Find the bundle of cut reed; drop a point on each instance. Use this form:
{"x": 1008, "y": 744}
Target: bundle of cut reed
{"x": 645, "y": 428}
--
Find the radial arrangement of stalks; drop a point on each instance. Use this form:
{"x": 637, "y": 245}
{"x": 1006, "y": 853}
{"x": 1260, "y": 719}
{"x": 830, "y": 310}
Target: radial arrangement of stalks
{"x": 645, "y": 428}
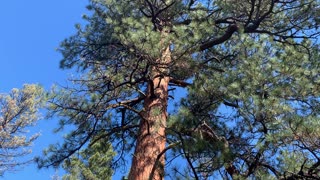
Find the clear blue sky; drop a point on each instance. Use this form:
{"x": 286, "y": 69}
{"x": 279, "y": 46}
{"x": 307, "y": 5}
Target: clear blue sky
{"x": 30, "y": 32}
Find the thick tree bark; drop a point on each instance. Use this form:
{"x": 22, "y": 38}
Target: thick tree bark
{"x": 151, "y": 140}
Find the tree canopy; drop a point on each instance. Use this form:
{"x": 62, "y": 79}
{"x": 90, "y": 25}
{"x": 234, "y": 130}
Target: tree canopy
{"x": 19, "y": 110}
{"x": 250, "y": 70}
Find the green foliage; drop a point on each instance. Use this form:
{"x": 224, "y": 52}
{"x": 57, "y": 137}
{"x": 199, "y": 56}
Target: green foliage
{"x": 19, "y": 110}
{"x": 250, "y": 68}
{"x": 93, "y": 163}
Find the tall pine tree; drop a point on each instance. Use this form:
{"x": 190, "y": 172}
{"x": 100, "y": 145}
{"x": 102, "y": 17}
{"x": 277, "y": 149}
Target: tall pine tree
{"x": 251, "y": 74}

*Set task:* From the lines above, copy each one that contains the string "arrangement". Matching is case-sensitive.

*Solved exercise:*
Find the radial arrangement of stalks; drop a point on each instance. Use this form:
Target: radial arrangement of stalks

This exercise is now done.